Tally the lines in the entries below that contain the word "street", with case counting, and give only the number.
= = = = =
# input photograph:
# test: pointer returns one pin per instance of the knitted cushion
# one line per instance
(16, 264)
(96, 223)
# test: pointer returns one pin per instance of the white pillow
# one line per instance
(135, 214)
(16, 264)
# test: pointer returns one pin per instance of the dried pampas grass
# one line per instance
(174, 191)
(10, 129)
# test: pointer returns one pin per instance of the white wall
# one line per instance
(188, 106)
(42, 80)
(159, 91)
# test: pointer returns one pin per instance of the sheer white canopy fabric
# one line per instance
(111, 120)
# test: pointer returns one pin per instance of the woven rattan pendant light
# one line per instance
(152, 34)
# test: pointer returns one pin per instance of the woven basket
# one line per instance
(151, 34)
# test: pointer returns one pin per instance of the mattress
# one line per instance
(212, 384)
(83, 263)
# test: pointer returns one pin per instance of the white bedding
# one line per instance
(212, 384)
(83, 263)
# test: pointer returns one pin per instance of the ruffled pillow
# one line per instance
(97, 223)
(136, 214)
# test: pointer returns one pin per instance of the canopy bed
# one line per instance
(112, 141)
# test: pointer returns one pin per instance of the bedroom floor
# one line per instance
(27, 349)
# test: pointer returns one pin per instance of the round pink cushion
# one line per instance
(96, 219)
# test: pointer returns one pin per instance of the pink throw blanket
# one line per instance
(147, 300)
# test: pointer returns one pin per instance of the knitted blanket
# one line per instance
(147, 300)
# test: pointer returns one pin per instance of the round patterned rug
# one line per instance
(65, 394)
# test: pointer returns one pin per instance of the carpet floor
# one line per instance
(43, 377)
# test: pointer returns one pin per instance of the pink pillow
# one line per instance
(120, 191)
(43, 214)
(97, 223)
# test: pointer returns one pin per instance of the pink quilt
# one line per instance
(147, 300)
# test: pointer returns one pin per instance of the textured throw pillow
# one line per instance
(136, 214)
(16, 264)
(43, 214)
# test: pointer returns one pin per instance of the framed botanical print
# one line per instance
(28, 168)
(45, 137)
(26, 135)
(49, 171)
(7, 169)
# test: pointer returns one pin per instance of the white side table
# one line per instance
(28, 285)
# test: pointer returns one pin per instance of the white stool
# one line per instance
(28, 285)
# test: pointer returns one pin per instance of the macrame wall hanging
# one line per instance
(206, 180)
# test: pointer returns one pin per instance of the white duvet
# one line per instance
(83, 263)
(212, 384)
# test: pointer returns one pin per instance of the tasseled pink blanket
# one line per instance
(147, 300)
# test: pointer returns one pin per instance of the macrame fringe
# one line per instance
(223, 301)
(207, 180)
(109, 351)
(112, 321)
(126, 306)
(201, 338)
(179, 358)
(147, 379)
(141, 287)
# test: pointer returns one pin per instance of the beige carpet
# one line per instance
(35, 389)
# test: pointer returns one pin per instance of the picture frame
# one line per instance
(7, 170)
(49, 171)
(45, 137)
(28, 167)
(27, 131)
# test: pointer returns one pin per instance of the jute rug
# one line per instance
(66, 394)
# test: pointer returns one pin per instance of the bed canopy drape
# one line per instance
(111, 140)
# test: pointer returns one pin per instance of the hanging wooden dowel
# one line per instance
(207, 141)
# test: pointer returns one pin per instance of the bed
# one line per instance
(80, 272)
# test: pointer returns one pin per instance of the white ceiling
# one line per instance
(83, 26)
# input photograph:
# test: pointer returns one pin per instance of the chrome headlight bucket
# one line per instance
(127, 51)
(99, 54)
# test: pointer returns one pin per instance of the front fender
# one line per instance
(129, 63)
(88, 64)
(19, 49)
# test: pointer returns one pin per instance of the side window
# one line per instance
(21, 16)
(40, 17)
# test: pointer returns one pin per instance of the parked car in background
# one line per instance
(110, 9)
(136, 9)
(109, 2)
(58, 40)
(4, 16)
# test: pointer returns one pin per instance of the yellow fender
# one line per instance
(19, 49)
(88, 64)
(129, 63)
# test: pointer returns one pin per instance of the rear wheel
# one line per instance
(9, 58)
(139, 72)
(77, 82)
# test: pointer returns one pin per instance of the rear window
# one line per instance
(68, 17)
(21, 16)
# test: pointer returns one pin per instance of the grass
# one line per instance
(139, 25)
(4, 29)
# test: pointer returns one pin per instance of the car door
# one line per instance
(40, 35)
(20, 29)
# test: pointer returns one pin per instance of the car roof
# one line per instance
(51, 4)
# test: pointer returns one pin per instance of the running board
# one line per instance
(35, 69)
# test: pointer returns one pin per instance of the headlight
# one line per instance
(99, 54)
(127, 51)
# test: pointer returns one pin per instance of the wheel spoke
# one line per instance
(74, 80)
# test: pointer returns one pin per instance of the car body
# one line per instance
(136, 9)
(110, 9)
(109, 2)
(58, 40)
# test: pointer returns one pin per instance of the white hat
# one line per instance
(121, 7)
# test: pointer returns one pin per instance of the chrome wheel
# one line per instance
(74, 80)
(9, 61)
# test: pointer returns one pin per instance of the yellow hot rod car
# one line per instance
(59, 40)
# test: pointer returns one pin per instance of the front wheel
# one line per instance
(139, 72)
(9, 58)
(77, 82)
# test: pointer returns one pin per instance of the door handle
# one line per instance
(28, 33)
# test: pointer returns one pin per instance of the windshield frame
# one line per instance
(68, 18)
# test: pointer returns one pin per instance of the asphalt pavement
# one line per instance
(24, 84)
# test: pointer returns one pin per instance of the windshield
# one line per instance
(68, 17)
= = = = =
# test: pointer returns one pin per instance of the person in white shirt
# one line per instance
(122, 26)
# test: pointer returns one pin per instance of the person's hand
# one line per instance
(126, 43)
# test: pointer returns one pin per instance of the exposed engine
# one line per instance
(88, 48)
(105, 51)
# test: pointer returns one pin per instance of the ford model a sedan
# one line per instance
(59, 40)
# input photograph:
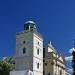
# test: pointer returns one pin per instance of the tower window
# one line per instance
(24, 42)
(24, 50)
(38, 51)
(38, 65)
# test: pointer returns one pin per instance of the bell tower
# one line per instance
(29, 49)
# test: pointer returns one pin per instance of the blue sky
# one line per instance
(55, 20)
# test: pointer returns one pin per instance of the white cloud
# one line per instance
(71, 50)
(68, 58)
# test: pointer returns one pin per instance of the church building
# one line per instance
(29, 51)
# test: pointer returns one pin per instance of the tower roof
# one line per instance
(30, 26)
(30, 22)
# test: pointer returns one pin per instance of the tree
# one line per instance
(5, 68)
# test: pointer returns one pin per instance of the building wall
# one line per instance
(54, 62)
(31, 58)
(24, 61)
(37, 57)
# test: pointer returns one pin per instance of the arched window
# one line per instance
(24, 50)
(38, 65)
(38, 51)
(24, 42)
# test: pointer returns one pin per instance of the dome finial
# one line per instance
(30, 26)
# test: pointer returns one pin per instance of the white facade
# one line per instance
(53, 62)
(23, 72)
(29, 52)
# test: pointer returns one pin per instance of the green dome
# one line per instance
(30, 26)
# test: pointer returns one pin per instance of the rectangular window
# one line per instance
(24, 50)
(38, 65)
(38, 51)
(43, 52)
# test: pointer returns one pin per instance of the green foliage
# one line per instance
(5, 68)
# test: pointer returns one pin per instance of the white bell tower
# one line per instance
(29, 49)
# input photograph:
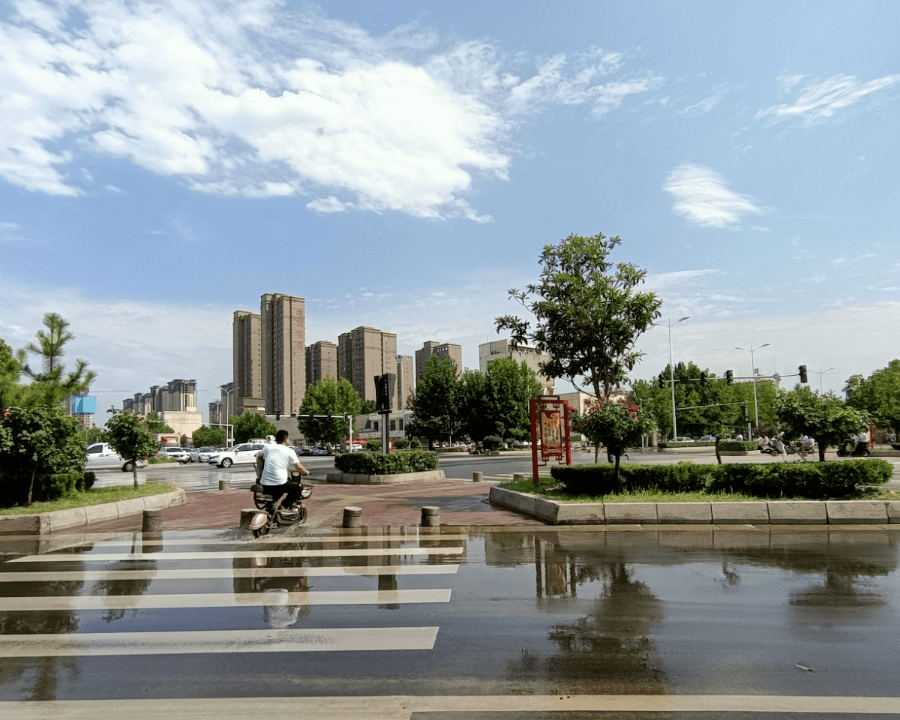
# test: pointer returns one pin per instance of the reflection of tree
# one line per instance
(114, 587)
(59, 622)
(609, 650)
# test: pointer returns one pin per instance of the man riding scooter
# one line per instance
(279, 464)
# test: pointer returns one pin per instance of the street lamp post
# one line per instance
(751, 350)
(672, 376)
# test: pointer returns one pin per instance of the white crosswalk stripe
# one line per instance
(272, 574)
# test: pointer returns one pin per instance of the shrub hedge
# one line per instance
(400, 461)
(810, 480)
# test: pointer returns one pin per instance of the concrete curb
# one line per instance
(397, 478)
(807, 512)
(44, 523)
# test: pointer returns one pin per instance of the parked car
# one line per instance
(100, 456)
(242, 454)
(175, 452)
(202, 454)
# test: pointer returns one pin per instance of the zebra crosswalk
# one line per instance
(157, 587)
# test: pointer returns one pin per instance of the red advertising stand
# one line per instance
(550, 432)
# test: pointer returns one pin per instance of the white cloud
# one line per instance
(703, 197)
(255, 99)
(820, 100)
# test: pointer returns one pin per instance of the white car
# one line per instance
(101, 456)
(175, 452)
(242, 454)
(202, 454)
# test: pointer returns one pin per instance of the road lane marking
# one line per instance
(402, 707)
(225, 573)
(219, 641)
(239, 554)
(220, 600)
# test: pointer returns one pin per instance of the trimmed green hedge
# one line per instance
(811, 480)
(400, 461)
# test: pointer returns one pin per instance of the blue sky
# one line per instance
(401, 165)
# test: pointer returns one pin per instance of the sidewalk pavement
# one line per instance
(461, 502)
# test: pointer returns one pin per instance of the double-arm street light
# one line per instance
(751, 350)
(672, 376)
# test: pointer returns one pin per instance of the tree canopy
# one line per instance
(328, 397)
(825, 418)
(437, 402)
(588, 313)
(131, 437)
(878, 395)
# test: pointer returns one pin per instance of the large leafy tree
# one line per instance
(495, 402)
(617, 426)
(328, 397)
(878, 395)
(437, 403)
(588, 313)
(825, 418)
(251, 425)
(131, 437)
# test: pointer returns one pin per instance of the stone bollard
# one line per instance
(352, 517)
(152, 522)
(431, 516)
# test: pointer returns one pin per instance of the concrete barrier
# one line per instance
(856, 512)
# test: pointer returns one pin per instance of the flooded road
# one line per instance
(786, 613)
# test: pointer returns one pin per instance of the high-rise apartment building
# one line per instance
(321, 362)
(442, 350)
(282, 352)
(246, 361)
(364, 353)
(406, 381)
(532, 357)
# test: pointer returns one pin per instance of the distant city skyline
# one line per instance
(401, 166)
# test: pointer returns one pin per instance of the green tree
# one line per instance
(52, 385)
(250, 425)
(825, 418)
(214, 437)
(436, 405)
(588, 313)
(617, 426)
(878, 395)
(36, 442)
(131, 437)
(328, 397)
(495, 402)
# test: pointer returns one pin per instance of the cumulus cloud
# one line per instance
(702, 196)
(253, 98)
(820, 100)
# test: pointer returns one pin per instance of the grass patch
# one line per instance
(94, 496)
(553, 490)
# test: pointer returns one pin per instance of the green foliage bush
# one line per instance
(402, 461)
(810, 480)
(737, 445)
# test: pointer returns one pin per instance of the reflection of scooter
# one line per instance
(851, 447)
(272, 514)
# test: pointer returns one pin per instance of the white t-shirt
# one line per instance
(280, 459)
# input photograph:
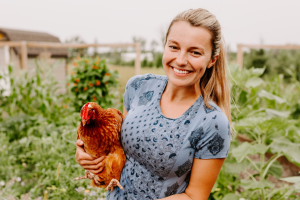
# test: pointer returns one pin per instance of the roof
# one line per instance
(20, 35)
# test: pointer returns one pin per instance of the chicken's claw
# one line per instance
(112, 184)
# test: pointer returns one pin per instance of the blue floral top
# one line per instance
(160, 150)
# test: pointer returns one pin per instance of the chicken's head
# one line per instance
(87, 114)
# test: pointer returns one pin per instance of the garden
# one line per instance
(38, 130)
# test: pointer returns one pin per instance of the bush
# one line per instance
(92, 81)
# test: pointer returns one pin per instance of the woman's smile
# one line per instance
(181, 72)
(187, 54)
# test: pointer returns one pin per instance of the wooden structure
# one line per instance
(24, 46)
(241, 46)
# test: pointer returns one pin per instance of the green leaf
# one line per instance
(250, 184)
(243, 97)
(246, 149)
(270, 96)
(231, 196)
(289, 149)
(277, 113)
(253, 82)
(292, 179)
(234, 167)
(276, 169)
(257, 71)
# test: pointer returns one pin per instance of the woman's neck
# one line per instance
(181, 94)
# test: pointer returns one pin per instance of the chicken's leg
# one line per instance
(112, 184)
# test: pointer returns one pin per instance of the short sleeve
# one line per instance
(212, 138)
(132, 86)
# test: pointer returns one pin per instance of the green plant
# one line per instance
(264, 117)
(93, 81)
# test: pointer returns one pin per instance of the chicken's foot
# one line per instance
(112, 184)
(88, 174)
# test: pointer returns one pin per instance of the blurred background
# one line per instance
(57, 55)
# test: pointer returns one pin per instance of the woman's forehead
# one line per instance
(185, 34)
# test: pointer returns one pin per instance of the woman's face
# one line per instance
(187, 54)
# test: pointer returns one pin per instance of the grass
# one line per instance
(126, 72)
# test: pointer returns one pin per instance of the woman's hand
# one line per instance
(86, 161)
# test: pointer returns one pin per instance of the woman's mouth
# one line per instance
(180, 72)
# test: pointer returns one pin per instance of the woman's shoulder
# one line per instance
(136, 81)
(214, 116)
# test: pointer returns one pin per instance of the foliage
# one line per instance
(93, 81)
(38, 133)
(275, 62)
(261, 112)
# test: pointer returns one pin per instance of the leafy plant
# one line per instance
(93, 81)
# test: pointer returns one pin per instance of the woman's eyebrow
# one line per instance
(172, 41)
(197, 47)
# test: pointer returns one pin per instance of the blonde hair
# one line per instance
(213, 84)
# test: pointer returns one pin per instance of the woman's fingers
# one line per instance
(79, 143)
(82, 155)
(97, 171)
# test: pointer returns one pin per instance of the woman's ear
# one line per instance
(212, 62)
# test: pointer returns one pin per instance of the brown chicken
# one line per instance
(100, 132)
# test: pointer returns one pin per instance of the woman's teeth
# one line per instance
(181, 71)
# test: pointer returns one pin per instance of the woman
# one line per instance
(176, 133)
= = = = =
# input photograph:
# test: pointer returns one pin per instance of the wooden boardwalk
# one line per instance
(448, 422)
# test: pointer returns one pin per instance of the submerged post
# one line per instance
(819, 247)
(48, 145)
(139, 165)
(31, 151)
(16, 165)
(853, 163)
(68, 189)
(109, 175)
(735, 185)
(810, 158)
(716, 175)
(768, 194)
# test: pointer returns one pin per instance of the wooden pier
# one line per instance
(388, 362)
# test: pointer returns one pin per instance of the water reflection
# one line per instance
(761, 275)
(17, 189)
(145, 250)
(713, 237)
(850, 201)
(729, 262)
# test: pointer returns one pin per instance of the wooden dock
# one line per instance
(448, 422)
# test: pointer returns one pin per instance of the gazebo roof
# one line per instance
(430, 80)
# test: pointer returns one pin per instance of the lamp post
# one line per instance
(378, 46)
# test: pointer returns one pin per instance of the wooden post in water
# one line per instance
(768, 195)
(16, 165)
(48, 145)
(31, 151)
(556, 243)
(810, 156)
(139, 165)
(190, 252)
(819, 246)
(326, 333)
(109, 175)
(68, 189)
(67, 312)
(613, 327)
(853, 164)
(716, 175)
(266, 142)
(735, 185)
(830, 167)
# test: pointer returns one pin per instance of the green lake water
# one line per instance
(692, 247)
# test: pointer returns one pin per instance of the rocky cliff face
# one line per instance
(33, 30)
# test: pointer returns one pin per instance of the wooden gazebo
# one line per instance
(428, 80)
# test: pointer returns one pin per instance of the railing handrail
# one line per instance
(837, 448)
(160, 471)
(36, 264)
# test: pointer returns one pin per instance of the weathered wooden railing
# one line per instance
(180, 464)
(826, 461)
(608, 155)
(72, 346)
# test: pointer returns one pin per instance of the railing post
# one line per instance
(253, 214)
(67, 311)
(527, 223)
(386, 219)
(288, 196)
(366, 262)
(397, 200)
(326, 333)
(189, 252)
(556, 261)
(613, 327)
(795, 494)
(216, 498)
= = = = =
_ANSWER TO THE TASK:_
2